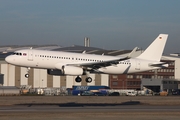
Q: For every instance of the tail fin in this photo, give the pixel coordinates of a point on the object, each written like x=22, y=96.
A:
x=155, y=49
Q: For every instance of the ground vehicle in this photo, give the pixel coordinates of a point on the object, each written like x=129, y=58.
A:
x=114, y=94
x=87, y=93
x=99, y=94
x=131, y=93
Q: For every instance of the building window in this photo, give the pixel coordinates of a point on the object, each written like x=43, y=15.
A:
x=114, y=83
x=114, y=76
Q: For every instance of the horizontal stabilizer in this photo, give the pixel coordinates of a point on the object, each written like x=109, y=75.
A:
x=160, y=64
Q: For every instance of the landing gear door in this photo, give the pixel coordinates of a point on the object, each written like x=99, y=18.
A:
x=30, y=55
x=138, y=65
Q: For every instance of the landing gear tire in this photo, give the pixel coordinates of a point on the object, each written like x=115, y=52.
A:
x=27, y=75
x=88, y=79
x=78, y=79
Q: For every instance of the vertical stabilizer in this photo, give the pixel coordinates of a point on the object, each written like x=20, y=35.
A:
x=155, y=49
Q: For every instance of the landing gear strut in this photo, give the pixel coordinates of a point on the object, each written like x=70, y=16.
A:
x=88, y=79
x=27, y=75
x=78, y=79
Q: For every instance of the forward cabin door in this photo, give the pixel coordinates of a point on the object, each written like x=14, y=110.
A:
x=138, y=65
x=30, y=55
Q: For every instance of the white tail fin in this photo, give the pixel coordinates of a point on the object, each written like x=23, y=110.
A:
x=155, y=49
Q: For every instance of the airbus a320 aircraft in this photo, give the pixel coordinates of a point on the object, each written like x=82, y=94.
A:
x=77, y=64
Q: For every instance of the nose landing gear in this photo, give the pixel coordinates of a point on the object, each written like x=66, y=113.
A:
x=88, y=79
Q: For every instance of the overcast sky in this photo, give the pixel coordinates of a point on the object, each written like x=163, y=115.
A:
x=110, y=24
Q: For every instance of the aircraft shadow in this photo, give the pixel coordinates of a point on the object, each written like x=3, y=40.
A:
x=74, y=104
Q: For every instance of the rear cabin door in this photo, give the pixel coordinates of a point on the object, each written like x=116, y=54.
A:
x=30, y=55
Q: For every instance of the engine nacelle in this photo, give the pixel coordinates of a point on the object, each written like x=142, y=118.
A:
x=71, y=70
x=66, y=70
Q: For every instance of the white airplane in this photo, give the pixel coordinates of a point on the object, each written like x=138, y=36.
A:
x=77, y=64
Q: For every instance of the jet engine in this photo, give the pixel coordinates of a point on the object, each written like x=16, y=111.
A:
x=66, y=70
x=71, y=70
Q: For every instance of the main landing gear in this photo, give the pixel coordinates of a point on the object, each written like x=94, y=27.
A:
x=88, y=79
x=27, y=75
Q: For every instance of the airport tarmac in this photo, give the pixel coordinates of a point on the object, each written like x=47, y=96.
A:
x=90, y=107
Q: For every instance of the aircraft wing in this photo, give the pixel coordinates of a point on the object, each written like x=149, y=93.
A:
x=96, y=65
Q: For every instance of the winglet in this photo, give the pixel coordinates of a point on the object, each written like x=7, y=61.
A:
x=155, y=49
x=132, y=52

WRITTEN PROBLEM:
Arrange every line of the records above as a Markdown table with two columns, Number for the row number and Line for the line itself, and skip any blank lines. Leave the pictures out of your table.

TASK ANSWER:
| Number | Line |
|---|---|
| 1 | Q: For every instance of the tail fin in this photo, give the pixel coordinates of a point on the object, each written like x=22, y=96. |
| 2 | A: |
| 3 | x=155, y=49 |
| 4 | Q: For every instance of the ground vehicle in this photo, give the pixel coordinates of a point on the object, each written like x=129, y=58. |
| 5 | A: |
| 6 | x=114, y=94 |
| 7 | x=87, y=93 |
| 8 | x=99, y=94 |
| 9 | x=131, y=93 |
| 10 | Q: For every instance of the building window in this photo, give the pixel coordinates of a point on the object, each written like x=43, y=15. |
| 11 | A: |
| 12 | x=114, y=83 |
| 13 | x=114, y=76 |
| 14 | Q: For every instance of the horizontal stabilizer in this photo, give the pixel coordinates of a point on the object, each written like x=109, y=75. |
| 15 | A: |
| 16 | x=160, y=64 |
| 17 | Q: For every instance of the landing gear door in this photo, give the pixel coordinates of a point on the object, each written like x=99, y=18. |
| 18 | A: |
| 19 | x=30, y=55 |
| 20 | x=138, y=65 |
| 21 | Q: For every instance of the landing gear tire in this photo, give the pixel coordinates of a point on the object, each written like x=115, y=52. |
| 22 | A: |
| 23 | x=27, y=75 |
| 24 | x=88, y=79 |
| 25 | x=78, y=79 |
| 26 | Q: For every instance of the vertical stabilizer in this photo, give the pixel coordinates of a point on the object, each written like x=20, y=35. |
| 27 | A: |
| 28 | x=155, y=49 |
| 29 | Q: For every instance of the landing gear strut in this photo, give the pixel coordinates of a point on the object, each written like x=70, y=16. |
| 30 | A: |
| 31 | x=88, y=79 |
| 32 | x=27, y=75 |
| 33 | x=78, y=79 |
| 34 | Q: For every instance of the forward cabin door in this photo, give the pixel coordinates of a point on the object, each written like x=14, y=110. |
| 35 | A: |
| 36 | x=138, y=65 |
| 37 | x=30, y=55 |
| 38 | Q: For every instance of the white tail fin in this photo, give the pixel coordinates of a point on the object, each written like x=23, y=110. |
| 39 | A: |
| 40 | x=155, y=49 |
| 41 | Q: For every instance of the airbus a320 aircraft in this photo, give the pixel coordinates of a point on the object, each written like x=82, y=94. |
| 42 | A: |
| 43 | x=77, y=64 |
| 44 | Q: For every instance of the nose landing gear in this photo, give the pixel coordinates of a point on the object, each written like x=66, y=113. |
| 45 | A: |
| 46 | x=88, y=79 |
| 47 | Q: For every instance of the overcast sky in this photo, give the pixel coordinates of a point on the object, each written like x=163, y=115. |
| 48 | A: |
| 49 | x=110, y=24 |
| 50 | Q: For every instance of the aircraft shadow in this photo, give the pixel coordinates of a point on the object, each written like x=3, y=40. |
| 51 | A: |
| 52 | x=74, y=104 |
| 53 | Q: For every instance of the rear cabin door in this photo, give the pixel coordinates of a point on the object, each written like x=116, y=54. |
| 54 | A: |
| 55 | x=30, y=55 |
| 56 | Q: For every instance of the engine nacelle in this photo, give the pixel coordinates of a point on the object, each written like x=142, y=118. |
| 57 | A: |
| 58 | x=71, y=70 |
| 59 | x=66, y=70 |
| 60 | Q: For every instance of the white airplane in this photo, give the pixel coordinates of a point on the object, each written like x=138, y=36. |
| 61 | A: |
| 62 | x=77, y=64 |
| 63 | Q: For every instance of the jet engine in this photo, give the pixel coordinates of a point on the object, each written like x=16, y=111. |
| 64 | A: |
| 65 | x=66, y=70 |
| 66 | x=71, y=70 |
| 67 | Q: For every instance of the main landing gear in this photo, give the pixel coordinates of a point on the object, each written like x=94, y=27. |
| 68 | A: |
| 69 | x=88, y=79 |
| 70 | x=27, y=75 |
| 71 | Q: For every instance of the airport tarmac in this photo, give the pixel coordinates of a point on the object, each written like x=47, y=96. |
| 72 | A: |
| 73 | x=90, y=107 |
| 74 | Q: For every instance of the aircraft wing in this photo, give the pixel coordinates of a point on the object, each written like x=149, y=93. |
| 75 | A: |
| 76 | x=96, y=65 |
| 77 | Q: For every instance of the winglet in this photo, give the pixel coordinates of a point on the object, each written like x=7, y=61. |
| 78 | A: |
| 79 | x=155, y=49 |
| 80 | x=132, y=52 |